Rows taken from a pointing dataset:
##########
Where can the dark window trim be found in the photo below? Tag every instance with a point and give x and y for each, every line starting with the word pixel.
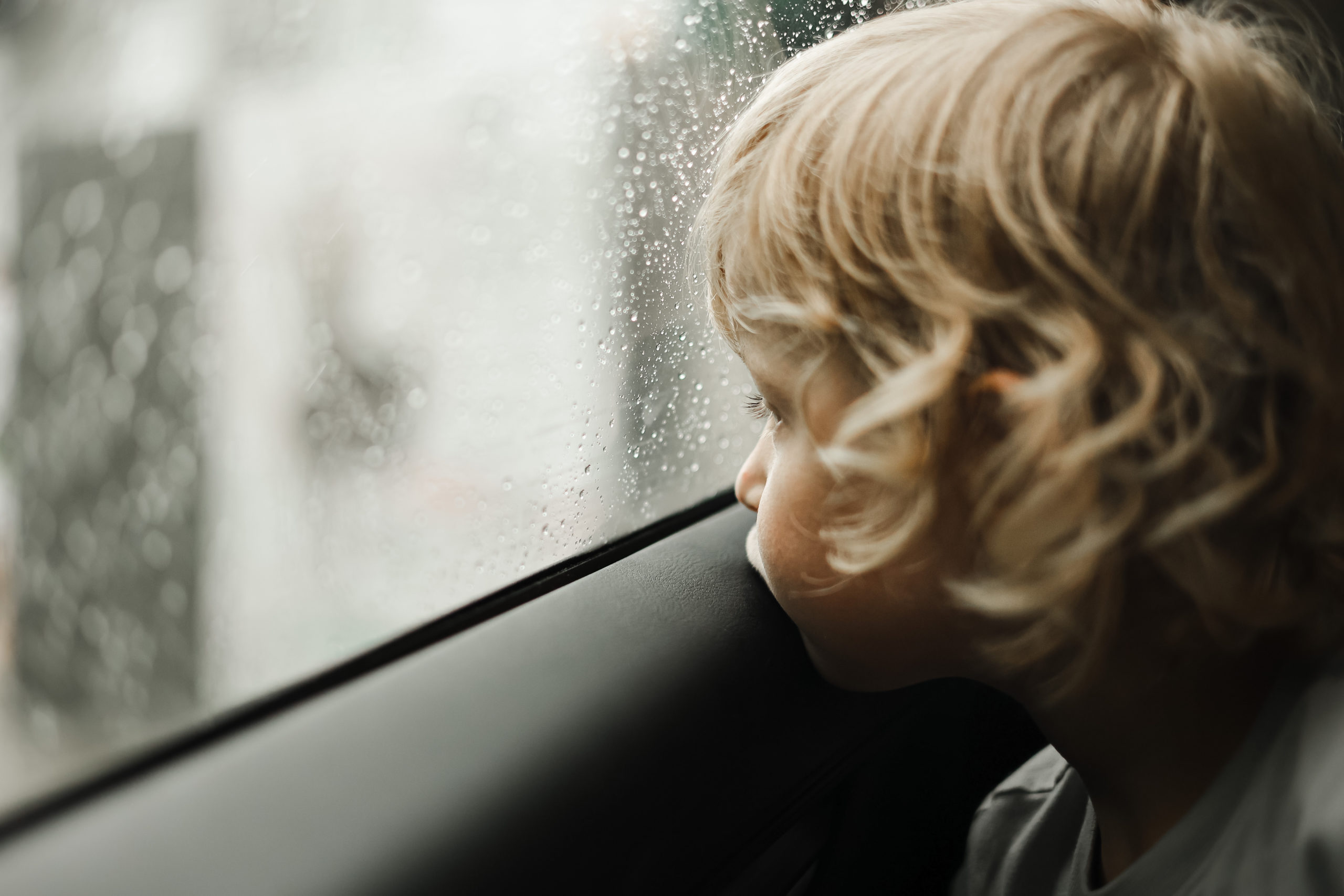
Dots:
pixel 209 731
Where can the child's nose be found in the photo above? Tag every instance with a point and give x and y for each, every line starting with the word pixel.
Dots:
pixel 750 481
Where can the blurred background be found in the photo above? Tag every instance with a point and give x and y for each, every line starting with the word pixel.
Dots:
pixel 322 319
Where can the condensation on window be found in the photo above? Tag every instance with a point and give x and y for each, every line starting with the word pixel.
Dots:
pixel 327 318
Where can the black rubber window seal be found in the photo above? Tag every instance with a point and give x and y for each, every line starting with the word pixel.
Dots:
pixel 243 716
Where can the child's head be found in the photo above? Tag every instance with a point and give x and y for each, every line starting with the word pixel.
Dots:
pixel 1054 291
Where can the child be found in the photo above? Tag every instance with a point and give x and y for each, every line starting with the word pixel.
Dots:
pixel 1045 301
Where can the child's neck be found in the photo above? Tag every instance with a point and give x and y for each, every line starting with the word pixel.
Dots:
pixel 1148 736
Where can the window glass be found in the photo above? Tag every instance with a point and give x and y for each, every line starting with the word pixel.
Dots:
pixel 323 319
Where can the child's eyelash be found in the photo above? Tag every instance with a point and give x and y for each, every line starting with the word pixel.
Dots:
pixel 756 406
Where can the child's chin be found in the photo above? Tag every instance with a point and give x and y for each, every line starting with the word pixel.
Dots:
pixel 754 551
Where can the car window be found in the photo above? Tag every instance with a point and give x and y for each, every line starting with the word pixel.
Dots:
pixel 324 319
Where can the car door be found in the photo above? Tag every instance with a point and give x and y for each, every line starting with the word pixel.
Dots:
pixel 368 473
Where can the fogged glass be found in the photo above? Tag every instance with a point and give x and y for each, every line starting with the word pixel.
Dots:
pixel 326 318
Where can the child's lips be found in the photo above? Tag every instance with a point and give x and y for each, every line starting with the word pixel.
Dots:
pixel 754 551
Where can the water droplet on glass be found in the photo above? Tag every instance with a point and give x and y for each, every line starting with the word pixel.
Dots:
pixel 172 269
pixel 84 208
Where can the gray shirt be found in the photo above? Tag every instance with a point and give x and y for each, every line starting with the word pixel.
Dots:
pixel 1270 824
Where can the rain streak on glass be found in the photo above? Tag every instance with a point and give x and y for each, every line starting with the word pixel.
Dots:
pixel 326 318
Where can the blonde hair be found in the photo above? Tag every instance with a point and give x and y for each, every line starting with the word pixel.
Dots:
pixel 1139 210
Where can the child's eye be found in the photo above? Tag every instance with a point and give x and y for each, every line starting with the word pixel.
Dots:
pixel 756 406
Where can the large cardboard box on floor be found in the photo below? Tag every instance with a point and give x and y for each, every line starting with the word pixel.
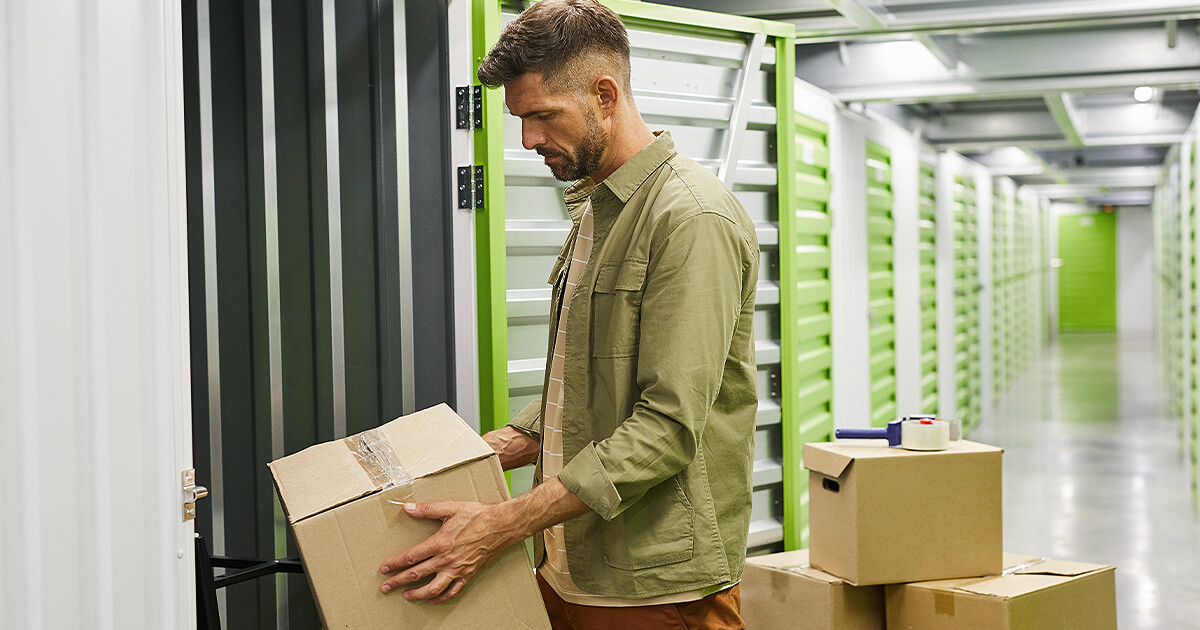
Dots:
pixel 783 592
pixel 1031 594
pixel 346 525
pixel 881 515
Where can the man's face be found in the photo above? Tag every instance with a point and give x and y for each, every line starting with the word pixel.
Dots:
pixel 563 130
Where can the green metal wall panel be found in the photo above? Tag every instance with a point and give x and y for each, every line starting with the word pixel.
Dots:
pixel 1087 281
pixel 881 283
pixel 810 377
pixel 966 294
pixel 927 241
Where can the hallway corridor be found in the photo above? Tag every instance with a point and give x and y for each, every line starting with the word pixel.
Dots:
pixel 1095 471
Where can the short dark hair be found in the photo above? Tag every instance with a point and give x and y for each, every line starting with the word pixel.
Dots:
pixel 552 37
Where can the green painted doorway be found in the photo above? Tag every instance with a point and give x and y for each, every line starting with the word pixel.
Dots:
pixel 1087 280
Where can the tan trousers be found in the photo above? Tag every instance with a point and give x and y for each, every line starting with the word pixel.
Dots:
pixel 719 611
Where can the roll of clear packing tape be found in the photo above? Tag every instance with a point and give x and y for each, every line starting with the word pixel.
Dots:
pixel 925 435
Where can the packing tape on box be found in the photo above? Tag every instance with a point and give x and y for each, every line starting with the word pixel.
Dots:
pixel 1023 567
pixel 375 454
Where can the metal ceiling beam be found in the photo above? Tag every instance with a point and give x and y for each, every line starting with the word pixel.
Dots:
pixel 1066 117
pixel 859 15
pixel 993 17
pixel 937 46
pixel 969 147
pixel 1027 88
pixel 1007 65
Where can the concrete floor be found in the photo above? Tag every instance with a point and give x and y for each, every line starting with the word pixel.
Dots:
pixel 1095 471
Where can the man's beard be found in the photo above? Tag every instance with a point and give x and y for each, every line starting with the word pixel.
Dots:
pixel 587 155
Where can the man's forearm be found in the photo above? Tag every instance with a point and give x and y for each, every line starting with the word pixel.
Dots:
pixel 515 448
pixel 545 505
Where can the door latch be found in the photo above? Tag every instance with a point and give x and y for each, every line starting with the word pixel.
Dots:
pixel 192 493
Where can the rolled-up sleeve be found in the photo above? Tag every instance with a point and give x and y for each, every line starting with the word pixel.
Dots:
pixel 695 289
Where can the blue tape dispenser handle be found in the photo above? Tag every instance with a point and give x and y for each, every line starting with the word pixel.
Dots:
pixel 892 433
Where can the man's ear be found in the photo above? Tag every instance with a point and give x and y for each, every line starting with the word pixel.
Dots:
pixel 607 93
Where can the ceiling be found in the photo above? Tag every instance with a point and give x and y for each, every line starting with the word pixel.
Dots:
pixel 1041 90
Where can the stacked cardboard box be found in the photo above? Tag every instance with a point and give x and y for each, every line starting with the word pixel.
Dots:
pixel 923 529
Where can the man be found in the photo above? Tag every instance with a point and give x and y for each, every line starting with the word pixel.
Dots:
pixel 643 438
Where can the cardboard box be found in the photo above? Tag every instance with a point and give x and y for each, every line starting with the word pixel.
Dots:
pixel 880 515
pixel 346 526
pixel 1032 594
pixel 781 591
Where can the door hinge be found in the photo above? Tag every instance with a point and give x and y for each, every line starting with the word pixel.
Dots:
pixel 192 493
pixel 469 107
pixel 471 187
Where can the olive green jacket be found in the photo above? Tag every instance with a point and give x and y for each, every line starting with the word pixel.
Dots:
pixel 660 381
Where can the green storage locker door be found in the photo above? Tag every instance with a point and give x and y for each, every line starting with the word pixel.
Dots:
pixel 881 283
pixel 928 247
pixel 810 376
pixel 966 309
pixel 1087 280
pixel 685 78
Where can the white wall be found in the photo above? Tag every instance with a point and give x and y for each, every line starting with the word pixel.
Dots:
pixel 95 403
pixel 1135 252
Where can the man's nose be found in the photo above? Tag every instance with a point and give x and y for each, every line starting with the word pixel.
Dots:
pixel 531 138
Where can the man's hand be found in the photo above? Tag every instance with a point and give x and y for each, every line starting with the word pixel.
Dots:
pixel 472 535
pixel 515 448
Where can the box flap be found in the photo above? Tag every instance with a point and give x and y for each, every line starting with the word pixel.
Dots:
pixel 433 439
pixel 832 459
pixel 333 473
pixel 820 459
pixel 793 562
pixel 1023 575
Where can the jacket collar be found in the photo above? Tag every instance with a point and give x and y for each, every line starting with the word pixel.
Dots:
pixel 627 179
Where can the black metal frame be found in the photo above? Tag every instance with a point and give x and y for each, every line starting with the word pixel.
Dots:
pixel 208 616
##########
Copy the lines of the material above word for word, starting at the line that contains "Where can the door latch" and ending at the line that contains "pixel 685 78", with both of those lines included.

**The answer**
Where can the door latch be found in the photo above? Tag every instance with a point and give x and y for each, every line starting with the word pixel.
Dots:
pixel 192 493
Where can the rolled-up sleeve be found in the photo above? Tag every instance with a point and give x and y for each, every line starting with the word pixel.
Dots:
pixel 695 289
Where can the blue tape dispenser handle be found in the photo above? Tag every instance with a point and give x and y for each, every line starting with the word pixel.
Dots:
pixel 892 433
Where can the man's ear be found in the photo above? Tag every instance with a point and give x and y for each, every line starting with the word pixel.
Dots:
pixel 607 93
Where can the ceiling be found in the photo above? Tag every instance with a point and give x and y for each, every line starting with the word pixel.
Dots:
pixel 1041 90
Where can the stacked cardboard box be found in the photo above? Tag every instance with a point and give x and y for each, every line starting with the word pixel.
Dots:
pixel 923 529
Where can the man be found in the photo above? Tag every instance with a point and give x and y for each, every line starting with the word pixel.
Dots:
pixel 643 438
Where can the cardboard box be found in the photo above? Tag every instance with a point and give x and y for each, every line starting with the word pixel.
Dots:
pixel 880 515
pixel 346 526
pixel 1032 594
pixel 781 591
Where can the door hinge be found in the photo above? Tag every instance with a point and give x and y for each, every line starting with the word pixel.
Dots:
pixel 192 493
pixel 469 107
pixel 471 187
Where can the olive green jacket be found in the photo above? Tag every instance with a point and give x and y for each, every line starting with the word pixel.
Dots:
pixel 660 381
Where can the green storage locker door be found in the photo above? Tag every instance with a point and give x and y for each, every line starting with the word pixel.
Dots:
pixel 881 283
pixel 928 247
pixel 810 376
pixel 966 309
pixel 1087 280
pixel 685 78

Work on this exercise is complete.